(Aim of the exercise)
Could you copy, character for character, the stretch of the data below from its very first line through the line containing "62 14 396 905", with both of those lines included?

— Start of Supplied data —

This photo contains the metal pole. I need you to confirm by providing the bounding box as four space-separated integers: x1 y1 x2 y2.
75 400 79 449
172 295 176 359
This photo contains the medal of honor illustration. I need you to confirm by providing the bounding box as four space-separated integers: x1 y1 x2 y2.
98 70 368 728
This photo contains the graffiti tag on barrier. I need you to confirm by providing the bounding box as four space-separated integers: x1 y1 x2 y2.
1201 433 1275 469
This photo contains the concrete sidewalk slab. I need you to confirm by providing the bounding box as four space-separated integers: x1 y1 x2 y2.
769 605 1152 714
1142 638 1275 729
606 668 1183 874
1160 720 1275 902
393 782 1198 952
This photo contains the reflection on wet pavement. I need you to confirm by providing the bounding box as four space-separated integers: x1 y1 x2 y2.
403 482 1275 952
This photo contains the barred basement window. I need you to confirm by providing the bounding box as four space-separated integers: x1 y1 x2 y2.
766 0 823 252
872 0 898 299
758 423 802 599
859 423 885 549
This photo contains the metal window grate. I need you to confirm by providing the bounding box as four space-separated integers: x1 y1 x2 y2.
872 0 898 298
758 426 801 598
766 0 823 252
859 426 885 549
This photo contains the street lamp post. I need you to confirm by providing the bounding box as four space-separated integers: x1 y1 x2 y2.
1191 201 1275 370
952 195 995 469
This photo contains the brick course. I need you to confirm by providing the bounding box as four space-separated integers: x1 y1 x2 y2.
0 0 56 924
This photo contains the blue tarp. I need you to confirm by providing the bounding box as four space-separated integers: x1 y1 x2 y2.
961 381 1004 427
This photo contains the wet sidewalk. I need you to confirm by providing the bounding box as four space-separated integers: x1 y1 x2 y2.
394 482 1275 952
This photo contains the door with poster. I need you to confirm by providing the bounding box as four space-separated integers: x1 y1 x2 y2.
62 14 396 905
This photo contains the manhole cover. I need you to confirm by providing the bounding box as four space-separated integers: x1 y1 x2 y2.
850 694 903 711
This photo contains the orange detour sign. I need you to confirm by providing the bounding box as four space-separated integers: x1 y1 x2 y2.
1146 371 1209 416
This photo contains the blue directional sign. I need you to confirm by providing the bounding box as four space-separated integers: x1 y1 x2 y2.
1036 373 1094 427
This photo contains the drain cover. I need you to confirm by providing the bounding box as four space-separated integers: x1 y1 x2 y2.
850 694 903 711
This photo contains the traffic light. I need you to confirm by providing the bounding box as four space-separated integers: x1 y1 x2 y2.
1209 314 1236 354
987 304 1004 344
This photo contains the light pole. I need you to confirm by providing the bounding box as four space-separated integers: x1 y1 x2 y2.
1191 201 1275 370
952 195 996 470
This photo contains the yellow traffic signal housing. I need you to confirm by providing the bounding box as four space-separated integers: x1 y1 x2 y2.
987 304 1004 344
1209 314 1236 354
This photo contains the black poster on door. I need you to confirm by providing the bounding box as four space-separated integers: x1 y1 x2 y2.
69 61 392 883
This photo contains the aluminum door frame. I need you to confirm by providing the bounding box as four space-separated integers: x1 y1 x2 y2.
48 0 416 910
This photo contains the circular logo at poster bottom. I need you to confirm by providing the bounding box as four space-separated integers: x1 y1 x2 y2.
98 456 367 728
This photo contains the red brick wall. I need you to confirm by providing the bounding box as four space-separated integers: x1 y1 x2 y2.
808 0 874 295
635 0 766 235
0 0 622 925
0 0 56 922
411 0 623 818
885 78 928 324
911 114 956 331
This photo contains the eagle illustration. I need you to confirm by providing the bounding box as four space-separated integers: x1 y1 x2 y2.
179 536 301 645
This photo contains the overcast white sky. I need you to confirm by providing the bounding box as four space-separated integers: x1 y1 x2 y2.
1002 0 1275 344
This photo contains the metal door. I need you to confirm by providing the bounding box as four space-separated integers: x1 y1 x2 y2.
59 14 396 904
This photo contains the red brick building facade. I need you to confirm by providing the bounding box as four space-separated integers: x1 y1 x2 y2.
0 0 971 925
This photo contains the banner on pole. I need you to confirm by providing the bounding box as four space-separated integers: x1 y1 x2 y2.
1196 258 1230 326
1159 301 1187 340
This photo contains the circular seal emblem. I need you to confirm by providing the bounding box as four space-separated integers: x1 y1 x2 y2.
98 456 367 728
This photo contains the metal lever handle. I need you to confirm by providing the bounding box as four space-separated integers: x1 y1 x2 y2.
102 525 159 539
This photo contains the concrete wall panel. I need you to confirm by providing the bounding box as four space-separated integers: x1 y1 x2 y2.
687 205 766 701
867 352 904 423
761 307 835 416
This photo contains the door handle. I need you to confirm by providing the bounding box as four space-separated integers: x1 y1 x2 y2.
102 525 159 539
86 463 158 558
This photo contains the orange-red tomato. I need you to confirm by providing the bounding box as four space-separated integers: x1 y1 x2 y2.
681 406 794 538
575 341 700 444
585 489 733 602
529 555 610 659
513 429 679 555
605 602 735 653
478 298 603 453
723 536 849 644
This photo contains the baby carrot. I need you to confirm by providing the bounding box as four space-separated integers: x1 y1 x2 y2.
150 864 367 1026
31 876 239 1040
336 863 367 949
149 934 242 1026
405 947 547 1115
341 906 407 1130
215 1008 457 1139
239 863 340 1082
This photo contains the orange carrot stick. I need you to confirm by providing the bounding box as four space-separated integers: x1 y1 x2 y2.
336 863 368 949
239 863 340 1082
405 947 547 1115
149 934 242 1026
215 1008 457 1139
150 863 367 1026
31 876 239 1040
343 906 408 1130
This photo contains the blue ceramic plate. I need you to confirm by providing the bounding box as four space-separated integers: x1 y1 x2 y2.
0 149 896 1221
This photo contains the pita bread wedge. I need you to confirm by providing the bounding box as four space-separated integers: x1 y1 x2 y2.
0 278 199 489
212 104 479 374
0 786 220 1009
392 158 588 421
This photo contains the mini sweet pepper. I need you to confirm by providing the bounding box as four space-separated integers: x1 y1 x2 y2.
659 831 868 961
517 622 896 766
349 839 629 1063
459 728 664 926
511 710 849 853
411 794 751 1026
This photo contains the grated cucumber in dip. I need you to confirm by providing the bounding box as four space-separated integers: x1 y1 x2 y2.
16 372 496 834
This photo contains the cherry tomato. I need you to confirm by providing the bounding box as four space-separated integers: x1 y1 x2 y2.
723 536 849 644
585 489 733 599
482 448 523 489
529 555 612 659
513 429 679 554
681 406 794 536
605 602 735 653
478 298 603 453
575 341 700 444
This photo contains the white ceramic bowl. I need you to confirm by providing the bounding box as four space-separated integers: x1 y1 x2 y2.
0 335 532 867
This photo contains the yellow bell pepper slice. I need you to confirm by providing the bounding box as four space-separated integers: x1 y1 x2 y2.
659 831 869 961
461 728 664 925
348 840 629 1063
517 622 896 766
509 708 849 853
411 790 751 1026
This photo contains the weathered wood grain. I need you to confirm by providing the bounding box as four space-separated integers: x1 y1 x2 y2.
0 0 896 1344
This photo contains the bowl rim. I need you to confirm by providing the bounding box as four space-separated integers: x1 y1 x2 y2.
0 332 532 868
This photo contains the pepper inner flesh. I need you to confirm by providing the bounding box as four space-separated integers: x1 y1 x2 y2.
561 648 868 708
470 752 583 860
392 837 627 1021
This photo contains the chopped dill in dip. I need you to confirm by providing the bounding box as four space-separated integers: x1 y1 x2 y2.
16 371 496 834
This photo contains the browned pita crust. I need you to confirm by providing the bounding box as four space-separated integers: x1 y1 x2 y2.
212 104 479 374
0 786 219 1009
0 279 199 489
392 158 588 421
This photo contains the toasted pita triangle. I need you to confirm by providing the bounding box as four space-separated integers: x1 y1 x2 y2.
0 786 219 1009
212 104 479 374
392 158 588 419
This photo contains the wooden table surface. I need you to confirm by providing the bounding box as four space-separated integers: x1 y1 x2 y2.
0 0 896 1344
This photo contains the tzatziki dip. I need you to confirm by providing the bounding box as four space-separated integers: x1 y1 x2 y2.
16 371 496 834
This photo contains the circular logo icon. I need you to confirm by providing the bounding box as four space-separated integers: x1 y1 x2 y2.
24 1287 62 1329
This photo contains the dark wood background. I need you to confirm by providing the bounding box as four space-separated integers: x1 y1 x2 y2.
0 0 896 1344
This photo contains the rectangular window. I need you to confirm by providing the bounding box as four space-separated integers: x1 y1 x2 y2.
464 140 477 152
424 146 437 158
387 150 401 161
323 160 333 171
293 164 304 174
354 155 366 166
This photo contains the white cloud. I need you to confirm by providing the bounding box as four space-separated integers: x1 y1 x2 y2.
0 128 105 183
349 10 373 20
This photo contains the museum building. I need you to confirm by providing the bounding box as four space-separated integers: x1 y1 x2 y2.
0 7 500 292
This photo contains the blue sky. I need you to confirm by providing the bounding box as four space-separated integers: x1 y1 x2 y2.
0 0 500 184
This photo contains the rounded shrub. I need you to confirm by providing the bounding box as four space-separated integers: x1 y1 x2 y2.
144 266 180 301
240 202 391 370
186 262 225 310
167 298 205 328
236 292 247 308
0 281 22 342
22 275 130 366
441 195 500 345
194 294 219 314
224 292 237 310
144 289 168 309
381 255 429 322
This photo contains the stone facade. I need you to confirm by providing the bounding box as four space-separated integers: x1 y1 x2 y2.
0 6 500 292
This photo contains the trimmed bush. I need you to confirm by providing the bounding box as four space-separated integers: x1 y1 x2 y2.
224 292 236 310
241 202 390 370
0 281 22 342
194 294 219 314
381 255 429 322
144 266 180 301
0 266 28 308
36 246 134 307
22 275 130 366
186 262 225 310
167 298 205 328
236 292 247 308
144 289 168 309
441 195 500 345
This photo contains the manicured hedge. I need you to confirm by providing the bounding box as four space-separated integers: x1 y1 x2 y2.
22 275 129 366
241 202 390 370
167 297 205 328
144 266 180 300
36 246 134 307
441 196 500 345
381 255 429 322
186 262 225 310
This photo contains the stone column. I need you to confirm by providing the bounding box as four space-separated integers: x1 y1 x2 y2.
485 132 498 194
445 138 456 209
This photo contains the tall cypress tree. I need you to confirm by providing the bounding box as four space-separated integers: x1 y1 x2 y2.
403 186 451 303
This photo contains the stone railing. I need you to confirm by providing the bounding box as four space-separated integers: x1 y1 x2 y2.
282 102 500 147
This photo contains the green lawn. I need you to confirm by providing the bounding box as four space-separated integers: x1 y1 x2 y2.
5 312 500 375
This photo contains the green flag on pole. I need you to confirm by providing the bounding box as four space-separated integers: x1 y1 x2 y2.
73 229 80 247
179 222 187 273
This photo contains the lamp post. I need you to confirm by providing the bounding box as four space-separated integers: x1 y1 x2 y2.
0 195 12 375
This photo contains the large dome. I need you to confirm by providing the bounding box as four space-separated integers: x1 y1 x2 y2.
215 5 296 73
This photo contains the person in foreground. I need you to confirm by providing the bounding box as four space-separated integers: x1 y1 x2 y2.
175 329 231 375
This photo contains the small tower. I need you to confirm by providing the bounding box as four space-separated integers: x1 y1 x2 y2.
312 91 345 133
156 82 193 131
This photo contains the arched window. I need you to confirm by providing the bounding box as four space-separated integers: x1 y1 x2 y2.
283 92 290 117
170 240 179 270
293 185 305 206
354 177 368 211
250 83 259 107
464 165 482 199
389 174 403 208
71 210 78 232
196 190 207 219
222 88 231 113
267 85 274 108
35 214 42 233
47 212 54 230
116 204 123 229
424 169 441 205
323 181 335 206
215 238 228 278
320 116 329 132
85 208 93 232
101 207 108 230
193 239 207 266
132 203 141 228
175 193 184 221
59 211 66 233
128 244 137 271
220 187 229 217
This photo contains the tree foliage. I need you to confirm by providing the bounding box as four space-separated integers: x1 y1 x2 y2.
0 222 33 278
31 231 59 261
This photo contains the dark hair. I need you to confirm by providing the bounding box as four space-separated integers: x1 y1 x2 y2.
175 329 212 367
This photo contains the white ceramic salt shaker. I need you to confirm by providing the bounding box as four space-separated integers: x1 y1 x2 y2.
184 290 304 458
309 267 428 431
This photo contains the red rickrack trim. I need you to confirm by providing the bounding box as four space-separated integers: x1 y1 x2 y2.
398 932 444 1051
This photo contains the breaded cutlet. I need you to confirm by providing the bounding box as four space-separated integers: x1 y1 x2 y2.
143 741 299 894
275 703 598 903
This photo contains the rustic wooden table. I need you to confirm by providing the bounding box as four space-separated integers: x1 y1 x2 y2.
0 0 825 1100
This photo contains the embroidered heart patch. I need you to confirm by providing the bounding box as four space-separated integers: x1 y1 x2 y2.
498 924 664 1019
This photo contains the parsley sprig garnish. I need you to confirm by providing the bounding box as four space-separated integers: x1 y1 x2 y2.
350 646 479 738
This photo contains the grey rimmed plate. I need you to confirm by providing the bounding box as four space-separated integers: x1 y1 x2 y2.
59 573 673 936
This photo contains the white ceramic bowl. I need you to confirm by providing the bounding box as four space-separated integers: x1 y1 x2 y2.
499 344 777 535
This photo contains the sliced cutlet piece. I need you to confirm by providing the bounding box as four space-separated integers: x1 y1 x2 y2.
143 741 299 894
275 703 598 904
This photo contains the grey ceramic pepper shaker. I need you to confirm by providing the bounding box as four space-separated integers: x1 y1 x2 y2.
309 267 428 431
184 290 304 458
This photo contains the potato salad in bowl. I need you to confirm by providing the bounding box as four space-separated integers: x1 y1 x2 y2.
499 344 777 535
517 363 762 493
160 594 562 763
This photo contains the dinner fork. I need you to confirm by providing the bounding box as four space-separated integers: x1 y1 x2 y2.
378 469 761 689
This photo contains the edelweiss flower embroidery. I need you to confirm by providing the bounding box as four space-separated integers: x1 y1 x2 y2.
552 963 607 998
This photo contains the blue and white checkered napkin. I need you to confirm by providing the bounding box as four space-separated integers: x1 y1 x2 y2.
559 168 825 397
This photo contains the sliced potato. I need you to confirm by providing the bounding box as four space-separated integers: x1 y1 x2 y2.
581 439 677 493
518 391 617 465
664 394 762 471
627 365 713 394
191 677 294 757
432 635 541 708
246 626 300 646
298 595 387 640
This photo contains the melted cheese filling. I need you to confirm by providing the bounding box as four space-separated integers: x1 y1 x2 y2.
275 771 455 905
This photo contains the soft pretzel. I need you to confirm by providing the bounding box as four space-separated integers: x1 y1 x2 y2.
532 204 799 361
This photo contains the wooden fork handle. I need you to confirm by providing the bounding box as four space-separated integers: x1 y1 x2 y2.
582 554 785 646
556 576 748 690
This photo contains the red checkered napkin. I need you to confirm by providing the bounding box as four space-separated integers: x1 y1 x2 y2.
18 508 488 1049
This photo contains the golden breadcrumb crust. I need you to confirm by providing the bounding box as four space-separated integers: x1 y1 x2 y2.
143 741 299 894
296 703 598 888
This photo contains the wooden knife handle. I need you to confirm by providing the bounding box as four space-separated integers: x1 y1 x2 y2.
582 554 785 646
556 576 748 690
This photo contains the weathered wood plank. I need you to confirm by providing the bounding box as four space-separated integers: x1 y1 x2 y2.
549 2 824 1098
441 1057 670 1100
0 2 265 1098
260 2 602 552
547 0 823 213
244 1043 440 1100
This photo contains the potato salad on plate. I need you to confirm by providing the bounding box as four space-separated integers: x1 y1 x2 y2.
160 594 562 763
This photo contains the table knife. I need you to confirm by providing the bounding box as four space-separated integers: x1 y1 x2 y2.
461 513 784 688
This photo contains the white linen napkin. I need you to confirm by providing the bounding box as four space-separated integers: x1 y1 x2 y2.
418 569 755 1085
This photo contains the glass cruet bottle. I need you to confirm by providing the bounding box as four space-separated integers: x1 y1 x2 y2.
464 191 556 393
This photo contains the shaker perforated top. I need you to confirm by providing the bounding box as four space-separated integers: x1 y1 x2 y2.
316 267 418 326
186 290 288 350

— End of Supplied data —

(Solution for this task)
This photo contains the metal pole. I need you to confirm by providing the bounding box as four space-separated integers: x1 y1 x2 y2.
75 400 79 449
172 295 176 359
This photo contains the medal of honor illustration. I need you to confirm by providing the bounding box as four space-separated integers: x1 y1 x2 y2.
98 70 368 728
This photo contains the graffiti tag on barrier. I need you to confirm by providing the bounding box as four space-separated integers: x1 y1 x2 y2.
1201 433 1275 469
This photo contains the concrete sidewalk slab. I need you to confirm by providing the bounding box as four space-separated integers: x1 y1 x2 y2.
769 605 1152 714
1142 638 1275 729
606 668 1183 874
1160 720 1275 902
393 782 1198 952
This photo contains the reflection on wet pavement. I need you to confirm by providing the bounding box as four space-separated integers: x1 y1 x2 y2.
403 482 1275 952
This photo contains the barred basement window. I need you to confirm by providing the bounding box as four space-separated integers: x1 y1 x2 y2.
766 0 823 252
872 0 898 299
758 423 802 599
859 423 885 549
This photo contains the metal window grate. I need you to confirm by providing the bounding box as four space-separated integers: x1 y1 x2 y2.
872 0 898 298
758 426 801 598
766 0 823 252
859 426 885 549
This photo contains the street lamp post. I need you to confirm by providing the bounding box as four space-separated integers: x1 y1 x2 y2.
1191 201 1275 370
952 195 995 469
This photo contains the brick course. I need you to confirm by providing the bounding box as four space-separated integers: x1 y1 x2 y2.
0 0 56 924
This photo contains the blue tarp. I need you to confirm by providing the bounding box as four space-separated integers: x1 y1 x2 y2.
961 381 1004 427
This photo contains the wet sidewalk. I need you to confirm by providing the bounding box as four space-separated integers: x1 y1 x2 y2.
394 482 1275 952
This photo contains the door with poster. I need you to confirm by providing the bounding box as four space-separated integers: x1 y1 x2 y2.
62 14 396 905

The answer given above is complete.